━━━ Passage shown

She is one of the most committed and respected journalism educators I know – in both research and teaching – and has shown the greatest courage in her personal life in recent years that has elevated my esteem for her even higher.

Sadly, the reputation of The Australian newspaper has followed the opposite trajectory. It is celebrating its 50th birthday this year, and my view is that the first 40 were far better than the last ten.

For many years I’ve been torn between my loyalty to The Australian as my former masthead where I learned a great deal as a young journalist in the early 1980s – and that very newspaper’s antipathy towards journalism education, the career I left it to pursue, and towards the people who do it.

[Note to colleagues: my comments here are about The Australian as a masthead and its leadership and branding – not about the scores of high quality journalists who produce stellar work there in both reporting and production. Similarly, I do not argue that every journalism educator is a saint or that every course is perfect.]

I’ve decided that the problem with The Australian as a masthead is that it is narcissistic and, like the Tin Man in The Wizard of Oz, it lacks a heart. It is dry, unforgiving and remarkably impolite, often downright bitchy, to its media competitors and its enemies of the moment.

Sadly, like a true narcissist, it lets its own interests, agendas and catfights affect the quality of the journalism in its pages.

For a so-called intellectual broadsheet dealing with extremely complex political, scientific and social phenomena, The Australian has a remarkably simple and narrow world view.

WellfightIslamTheAustralianAs far as The Australian is concerned, it seems to be all about The Australian. And that’s about whether you are on the Left or the Right and whether you fit with its commercial objectives or stand in their way.

It does this blatantly in the media domain.

Like broadcaster Alan Jones it takes a ‘pick and stick’ approach to its friendships – and God help you if you are a perceived enemy.

The Media section is a corporate propaganda sheet. Its stories fit comfortably within newspaper’s agenda, achievements of any competitors or political enemies are played down or absent, the latest circulation figures are skewed to suit its image, and while the corporate and self-marketing line is front and centre.

Just peruse the Media Diary section every Monday and you get a stream of bile against people from the perceived enemy camps of Fairfax, the ABC, Media Watch, the Guardian, journalism education, the Daily Mail and commercial enemies all and sundry.

To use sporting parlance with political currency right now, the newspaper takes a ‘win at all costs’ approach to its market share and issues on its agenda. Alternative voices either don’t get a mention or are derided as ‘strident critics’ or belittled for their political allegiances.

It will jump at a stereotypical jingoistic headline on its front page – ‘We’ll fight Islam 100 years’ [see image] – without considering the potential consequence on sections of the community. Then, rather than apologise, it will blame the person it was quoting.

In its editorial on journalism education this week, the latest in a wave of assaults, The Australian conceded many of its own editors and journalists held a journalism degree. And that they should be critical and independent. But it seems that does not allow for criticism of Murdoch or The Australian.

━━━━━━
━━━ Source data

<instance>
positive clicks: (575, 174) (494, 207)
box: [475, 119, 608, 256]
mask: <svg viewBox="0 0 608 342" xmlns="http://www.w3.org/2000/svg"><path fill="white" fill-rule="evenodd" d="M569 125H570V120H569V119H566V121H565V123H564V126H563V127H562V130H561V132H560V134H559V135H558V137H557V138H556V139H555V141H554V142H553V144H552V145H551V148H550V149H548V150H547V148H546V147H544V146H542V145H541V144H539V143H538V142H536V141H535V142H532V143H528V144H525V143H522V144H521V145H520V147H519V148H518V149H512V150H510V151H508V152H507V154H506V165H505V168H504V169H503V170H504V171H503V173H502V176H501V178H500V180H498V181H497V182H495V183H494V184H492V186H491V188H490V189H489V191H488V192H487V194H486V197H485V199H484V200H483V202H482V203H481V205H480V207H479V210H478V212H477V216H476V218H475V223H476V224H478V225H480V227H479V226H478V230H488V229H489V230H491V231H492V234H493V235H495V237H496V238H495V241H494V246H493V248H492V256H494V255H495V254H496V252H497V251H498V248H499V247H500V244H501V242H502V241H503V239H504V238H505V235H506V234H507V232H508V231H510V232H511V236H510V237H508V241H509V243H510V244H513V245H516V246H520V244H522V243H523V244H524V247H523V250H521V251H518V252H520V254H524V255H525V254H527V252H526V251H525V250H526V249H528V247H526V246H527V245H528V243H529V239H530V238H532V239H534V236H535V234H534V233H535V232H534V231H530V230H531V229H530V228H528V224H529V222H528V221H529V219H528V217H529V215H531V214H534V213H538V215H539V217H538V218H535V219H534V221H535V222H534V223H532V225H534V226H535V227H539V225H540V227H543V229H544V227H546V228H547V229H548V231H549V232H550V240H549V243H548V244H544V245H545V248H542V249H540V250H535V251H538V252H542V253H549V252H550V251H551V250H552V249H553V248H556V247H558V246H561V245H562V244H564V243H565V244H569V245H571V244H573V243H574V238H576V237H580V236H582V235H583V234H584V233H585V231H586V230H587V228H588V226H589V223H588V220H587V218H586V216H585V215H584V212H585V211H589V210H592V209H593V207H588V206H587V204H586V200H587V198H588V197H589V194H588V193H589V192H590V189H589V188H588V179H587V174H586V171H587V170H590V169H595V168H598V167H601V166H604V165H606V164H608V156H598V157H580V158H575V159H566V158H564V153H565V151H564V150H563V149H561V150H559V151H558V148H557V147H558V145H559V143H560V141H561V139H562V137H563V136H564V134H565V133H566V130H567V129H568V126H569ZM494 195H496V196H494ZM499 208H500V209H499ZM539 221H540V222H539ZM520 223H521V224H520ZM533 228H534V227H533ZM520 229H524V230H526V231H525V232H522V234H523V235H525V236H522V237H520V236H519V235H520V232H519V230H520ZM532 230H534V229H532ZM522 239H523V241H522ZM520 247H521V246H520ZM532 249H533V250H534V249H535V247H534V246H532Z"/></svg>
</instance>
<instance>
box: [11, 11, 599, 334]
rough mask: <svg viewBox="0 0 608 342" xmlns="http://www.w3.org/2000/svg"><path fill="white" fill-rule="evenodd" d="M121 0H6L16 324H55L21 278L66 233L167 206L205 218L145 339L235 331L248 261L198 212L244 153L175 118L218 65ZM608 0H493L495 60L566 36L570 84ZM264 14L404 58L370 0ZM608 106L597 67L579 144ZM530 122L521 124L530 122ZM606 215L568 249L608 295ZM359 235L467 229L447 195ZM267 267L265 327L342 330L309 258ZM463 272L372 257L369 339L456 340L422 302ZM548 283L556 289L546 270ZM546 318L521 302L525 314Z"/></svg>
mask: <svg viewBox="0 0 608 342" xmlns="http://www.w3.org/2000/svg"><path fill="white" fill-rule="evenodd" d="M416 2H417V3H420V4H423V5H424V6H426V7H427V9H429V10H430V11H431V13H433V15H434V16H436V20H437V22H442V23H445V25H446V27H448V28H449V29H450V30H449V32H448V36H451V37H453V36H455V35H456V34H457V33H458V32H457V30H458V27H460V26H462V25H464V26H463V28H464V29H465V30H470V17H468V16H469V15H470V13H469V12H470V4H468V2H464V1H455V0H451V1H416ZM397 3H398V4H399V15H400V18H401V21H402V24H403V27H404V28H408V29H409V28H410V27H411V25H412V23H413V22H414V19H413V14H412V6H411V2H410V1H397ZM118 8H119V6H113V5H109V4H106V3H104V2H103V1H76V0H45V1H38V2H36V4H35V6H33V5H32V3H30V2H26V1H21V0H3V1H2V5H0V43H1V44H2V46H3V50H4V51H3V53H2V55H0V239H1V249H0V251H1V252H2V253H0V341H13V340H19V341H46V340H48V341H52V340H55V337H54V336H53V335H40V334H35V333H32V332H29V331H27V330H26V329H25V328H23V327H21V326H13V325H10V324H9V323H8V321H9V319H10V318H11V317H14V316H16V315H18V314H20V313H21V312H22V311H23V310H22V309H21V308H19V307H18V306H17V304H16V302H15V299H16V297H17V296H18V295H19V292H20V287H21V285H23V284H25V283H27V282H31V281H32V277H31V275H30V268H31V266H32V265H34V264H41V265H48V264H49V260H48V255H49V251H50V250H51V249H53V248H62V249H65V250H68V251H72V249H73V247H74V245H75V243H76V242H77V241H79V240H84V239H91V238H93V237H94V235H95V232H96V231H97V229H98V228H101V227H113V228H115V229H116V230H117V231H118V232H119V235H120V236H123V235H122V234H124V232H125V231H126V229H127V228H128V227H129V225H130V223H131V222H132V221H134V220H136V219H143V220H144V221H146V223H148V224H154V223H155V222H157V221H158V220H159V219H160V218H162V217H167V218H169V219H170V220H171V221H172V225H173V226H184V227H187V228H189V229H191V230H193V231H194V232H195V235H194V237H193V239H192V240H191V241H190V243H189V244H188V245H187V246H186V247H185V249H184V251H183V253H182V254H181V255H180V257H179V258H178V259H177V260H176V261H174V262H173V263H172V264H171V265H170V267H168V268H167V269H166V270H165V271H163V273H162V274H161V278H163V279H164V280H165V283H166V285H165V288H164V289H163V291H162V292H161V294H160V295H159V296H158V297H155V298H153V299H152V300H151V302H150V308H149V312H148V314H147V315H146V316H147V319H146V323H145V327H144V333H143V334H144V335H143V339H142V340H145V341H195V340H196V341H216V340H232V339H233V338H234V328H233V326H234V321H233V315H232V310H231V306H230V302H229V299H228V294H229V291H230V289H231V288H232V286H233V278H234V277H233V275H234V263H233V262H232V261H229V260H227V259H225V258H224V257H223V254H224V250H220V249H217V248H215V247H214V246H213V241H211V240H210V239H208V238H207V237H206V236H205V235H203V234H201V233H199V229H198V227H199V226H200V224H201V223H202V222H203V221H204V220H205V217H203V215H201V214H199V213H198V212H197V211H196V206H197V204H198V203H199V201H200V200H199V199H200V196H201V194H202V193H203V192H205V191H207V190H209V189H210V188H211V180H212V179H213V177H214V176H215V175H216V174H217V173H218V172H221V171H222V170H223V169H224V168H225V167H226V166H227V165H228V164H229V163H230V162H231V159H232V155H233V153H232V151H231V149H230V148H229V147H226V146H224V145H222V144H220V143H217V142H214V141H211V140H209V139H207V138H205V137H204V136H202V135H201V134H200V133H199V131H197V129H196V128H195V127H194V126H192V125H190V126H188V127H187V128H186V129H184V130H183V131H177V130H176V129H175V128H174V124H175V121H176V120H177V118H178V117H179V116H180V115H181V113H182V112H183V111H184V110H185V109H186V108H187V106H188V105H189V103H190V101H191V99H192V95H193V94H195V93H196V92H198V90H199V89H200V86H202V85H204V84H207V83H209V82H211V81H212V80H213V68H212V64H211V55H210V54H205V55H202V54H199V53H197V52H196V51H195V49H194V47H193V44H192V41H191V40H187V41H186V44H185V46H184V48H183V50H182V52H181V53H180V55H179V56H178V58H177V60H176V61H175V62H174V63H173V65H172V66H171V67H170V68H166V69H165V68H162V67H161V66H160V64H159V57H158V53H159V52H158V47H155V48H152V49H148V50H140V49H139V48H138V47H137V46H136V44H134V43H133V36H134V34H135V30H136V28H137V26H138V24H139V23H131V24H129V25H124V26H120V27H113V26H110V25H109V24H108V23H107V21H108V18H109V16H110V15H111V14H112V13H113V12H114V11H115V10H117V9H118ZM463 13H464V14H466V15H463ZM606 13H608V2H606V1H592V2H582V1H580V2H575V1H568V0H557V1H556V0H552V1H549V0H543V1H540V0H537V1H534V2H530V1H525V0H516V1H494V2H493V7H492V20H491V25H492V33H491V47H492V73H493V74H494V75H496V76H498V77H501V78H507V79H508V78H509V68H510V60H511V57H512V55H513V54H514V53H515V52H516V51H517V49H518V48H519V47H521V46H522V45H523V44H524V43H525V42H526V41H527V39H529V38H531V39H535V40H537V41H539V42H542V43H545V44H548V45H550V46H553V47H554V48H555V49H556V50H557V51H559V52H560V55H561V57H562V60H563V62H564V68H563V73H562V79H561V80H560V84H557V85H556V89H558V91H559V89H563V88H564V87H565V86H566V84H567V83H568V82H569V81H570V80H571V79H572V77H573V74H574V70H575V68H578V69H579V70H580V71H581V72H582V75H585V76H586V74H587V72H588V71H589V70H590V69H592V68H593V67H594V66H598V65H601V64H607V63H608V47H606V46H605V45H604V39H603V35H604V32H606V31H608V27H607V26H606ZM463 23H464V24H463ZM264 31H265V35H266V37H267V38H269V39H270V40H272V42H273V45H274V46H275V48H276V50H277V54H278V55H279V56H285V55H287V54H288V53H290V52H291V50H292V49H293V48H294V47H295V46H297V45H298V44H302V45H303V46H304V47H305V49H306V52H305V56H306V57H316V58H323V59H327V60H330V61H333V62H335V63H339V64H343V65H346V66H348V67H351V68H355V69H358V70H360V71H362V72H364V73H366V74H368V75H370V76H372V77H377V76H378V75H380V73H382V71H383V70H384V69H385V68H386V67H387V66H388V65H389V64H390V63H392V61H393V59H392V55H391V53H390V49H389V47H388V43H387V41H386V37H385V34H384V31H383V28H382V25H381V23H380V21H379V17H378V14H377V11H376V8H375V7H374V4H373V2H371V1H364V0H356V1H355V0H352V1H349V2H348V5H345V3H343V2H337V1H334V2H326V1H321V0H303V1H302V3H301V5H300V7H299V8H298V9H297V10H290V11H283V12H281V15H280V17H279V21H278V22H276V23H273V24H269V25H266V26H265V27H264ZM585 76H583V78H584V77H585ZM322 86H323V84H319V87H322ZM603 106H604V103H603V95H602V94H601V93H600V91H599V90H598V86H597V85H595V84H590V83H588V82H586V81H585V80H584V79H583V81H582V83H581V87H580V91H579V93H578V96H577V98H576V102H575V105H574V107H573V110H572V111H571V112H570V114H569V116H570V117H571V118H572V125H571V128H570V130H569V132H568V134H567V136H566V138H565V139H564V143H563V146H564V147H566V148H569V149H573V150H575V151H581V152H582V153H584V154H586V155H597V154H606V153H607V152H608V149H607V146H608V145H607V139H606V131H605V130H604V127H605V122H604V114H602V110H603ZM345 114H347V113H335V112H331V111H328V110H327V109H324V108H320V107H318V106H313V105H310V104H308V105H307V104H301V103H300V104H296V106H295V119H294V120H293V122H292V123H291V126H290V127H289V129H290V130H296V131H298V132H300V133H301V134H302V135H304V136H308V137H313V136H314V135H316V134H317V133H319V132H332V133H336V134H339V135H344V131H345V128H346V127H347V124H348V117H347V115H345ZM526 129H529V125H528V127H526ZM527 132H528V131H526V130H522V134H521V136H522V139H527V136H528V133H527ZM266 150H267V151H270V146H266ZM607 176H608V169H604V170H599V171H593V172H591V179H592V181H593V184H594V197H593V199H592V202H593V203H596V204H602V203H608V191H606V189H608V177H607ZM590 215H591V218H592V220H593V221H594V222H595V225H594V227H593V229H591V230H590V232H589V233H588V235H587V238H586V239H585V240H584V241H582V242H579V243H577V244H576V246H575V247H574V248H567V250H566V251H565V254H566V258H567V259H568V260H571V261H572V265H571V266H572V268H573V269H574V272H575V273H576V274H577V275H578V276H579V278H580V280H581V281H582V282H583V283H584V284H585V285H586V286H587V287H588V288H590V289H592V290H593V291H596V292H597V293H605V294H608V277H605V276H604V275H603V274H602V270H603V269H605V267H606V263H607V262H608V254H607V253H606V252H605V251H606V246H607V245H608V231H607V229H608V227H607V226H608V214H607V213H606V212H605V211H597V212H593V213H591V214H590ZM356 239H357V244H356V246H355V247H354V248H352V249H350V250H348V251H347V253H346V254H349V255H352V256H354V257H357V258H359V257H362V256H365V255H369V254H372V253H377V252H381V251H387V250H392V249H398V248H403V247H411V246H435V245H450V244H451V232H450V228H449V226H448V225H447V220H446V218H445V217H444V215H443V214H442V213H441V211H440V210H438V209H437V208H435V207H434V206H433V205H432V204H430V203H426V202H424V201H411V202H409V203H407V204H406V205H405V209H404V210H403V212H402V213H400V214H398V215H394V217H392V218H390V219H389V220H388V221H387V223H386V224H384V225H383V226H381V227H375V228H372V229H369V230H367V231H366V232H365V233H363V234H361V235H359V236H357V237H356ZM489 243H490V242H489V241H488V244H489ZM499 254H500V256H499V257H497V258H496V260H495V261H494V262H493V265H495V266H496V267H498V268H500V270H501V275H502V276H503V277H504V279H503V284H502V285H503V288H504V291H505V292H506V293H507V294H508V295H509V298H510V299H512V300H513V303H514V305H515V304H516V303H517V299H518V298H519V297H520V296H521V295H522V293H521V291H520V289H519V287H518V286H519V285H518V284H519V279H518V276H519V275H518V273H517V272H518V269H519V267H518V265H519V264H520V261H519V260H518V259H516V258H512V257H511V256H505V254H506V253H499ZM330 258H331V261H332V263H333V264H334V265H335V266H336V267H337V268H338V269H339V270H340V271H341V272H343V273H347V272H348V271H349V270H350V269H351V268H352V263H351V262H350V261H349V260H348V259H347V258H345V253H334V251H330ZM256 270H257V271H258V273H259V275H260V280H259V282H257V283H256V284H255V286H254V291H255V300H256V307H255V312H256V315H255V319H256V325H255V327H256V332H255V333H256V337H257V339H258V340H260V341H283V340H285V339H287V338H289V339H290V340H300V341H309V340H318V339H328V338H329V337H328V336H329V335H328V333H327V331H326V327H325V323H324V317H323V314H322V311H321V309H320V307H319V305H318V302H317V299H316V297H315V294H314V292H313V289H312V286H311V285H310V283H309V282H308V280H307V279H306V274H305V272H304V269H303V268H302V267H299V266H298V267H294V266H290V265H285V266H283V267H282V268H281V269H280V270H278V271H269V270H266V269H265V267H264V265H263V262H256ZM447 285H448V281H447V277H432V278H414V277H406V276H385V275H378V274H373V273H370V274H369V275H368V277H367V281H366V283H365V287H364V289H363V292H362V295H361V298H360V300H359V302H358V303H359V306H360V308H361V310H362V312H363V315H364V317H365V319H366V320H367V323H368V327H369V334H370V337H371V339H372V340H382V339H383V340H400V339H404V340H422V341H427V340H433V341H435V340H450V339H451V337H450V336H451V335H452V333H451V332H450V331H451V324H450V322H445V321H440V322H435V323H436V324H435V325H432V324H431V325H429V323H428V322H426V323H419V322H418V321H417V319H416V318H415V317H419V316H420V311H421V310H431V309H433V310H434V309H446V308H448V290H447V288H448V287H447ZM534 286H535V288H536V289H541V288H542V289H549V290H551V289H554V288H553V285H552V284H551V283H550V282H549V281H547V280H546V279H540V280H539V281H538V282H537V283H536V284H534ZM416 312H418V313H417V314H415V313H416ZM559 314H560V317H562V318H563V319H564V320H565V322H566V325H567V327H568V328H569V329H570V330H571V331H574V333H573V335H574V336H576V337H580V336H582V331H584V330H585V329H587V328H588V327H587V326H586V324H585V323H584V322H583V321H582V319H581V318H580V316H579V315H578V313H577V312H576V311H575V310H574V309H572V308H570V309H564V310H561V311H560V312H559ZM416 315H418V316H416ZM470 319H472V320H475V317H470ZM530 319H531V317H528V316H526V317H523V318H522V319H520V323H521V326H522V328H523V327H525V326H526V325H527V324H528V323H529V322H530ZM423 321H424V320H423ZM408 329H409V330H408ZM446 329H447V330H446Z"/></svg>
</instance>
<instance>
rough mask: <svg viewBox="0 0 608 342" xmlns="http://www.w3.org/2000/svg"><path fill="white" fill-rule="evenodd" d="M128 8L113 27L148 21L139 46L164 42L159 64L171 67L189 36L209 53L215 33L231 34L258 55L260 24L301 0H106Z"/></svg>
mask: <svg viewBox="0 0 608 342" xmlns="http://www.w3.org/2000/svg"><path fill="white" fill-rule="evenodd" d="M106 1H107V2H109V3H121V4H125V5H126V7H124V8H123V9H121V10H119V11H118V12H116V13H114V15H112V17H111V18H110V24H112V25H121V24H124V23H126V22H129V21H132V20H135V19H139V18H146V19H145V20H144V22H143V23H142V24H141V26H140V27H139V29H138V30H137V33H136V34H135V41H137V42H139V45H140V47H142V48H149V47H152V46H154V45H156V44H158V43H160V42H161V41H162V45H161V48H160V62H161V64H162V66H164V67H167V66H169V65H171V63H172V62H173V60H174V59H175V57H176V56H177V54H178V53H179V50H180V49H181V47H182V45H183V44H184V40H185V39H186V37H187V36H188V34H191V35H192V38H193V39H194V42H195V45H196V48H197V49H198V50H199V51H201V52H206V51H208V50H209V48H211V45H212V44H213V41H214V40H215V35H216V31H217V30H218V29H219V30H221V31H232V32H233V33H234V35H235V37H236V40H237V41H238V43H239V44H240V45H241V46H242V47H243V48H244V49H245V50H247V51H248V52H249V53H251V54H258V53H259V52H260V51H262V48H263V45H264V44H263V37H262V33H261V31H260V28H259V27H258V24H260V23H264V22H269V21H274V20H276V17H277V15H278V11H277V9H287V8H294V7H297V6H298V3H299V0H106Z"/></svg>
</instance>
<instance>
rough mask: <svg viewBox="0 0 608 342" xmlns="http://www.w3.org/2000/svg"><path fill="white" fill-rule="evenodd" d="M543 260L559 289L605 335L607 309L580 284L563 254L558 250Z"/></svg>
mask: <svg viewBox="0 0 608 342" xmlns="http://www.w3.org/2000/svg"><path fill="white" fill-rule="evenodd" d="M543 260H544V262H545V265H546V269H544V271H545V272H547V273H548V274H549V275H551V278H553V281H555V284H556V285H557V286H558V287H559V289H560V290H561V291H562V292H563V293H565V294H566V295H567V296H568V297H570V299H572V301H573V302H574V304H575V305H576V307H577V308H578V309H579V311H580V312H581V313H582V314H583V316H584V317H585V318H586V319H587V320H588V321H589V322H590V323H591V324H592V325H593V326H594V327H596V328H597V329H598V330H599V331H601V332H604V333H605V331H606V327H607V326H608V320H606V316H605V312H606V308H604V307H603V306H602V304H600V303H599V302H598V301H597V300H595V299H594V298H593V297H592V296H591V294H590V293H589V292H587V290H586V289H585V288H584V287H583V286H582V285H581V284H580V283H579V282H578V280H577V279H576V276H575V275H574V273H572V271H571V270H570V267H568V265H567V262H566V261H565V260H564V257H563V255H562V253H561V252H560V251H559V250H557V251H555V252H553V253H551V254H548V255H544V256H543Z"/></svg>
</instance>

━━━━━━

# [Complete the following]
**a.** Copy the piece about The Australian newspaper from "To use sporting" up to and including "their political allegiances.", replacing "sporting parlance" with "sports jargon".
**b.** Carry on writing the piece about The Australian newspaper from its final sentence.
The rows have nothing to do with the piece about The Australian newspaper.

# [Answers provided]
**a.**
To use sports jargon with political currency right now, the newspaper takes a ‘win at all costs’ approach to its market share and issues on its agenda. Alternative voices either don’t get a mention or are derided as ‘strident critics’ or belittled for their political allegiances.

**b.**
This week the Media section attacked Penny O’Donnell for being critical of Murdoch and The Australian. We won’t go into the reporter’s misuse of the term “undercover” or the ethical issues associated with such matter if indeed it was one. That’s in JOUR101. I don’t deny The Australian the right to investigate and report upon journalism education. There is undoubtedly much that can be improved. But please do it fairly.

For mine, Penny O’Donnell would have been negligent in her job at the University of Sydney if she had not been critical of the current government’s media policy or of Murdoch and News Corp.

Any journalist that is not critical of any government’s media policy is not worth their salt.

And, as for News Corp, if it was The Australian pursuing a pharmaceutical story, and there was a big pharma company had been pilloried by the likes of the Leveson Inquiry for criminal wrongdoing with its ensuing trials and jailings of journalists and editors, and such a big pharma had thrown its considerable weight behind a political party at the recent federal election, how could a reporter not be critical of it?

Memo The Australian: It’s not always about you, or about Left or Right or on which side of your so-called ‘culture wars’ someone might sit.

It’s about what some of your top investigative reporters like Tony Koch and Hedley Thomas have revealed in important areas of social injustice and corruption that you allowed them investigate and report upon fairly.

So, The Australian, you’ve won a new critic. You’ve finally managed to alienate a loyal former staffer who has publicly defended you on many occasions.

I usually pick my friends and stick with them too, but you’ve lost me for now.

No, I’m not of the political Left or Right. I see the 21st century world is a tad more complex than that. I’m for a fair, accurate, mindful, independent journalism with a heart that can help change society for the better.

You know, journalism that afflicts the comfortable and comforts the afflicted and all that … fair, accurate and compassionate reportage, without the influence of major political or commercial interests.

The sort you should be doing if you really were what we aspire to as ‘Australian’. The egalitarian little digger, perhaps a little anti-authoritarian, but with a Chesty Bond sized heart.

Instead, your so-called ‘undercover’ operations are really the equivalent of the iconic ‘underarm bowl’ – the sporting moment we would rather forget.

Wake up, Australian. Open up your agenda to other perspectives and go visit the Wizard of Oz and get yourself a heart. You might win some of us back again.

—-

Have your say on social media …

© Mark Pearson 2014

Disclaimer: While I write about media law and ethics, nothing here should be construed as legal advice. I am an academic, not a lawyer. My only advice is that you consult a lawyer before taking any legal risks.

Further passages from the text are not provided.